== PROBLEM DESCRIPTION ==
Could each record be written out again exactly as it stands?

Records excerpted from a collection
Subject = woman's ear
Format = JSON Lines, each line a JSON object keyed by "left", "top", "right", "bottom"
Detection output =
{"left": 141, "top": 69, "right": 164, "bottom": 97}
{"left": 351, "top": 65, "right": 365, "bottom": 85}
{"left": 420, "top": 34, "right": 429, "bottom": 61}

== RESPONSE FOR THIS EXERCISE ==
Subject = woman's ear
Format = JSON Lines, each line a JSON object keyed by "left", "top", "right", "bottom"
Detection output =
{"left": 141, "top": 69, "right": 164, "bottom": 97}
{"left": 351, "top": 65, "right": 365, "bottom": 85}
{"left": 420, "top": 34, "right": 429, "bottom": 61}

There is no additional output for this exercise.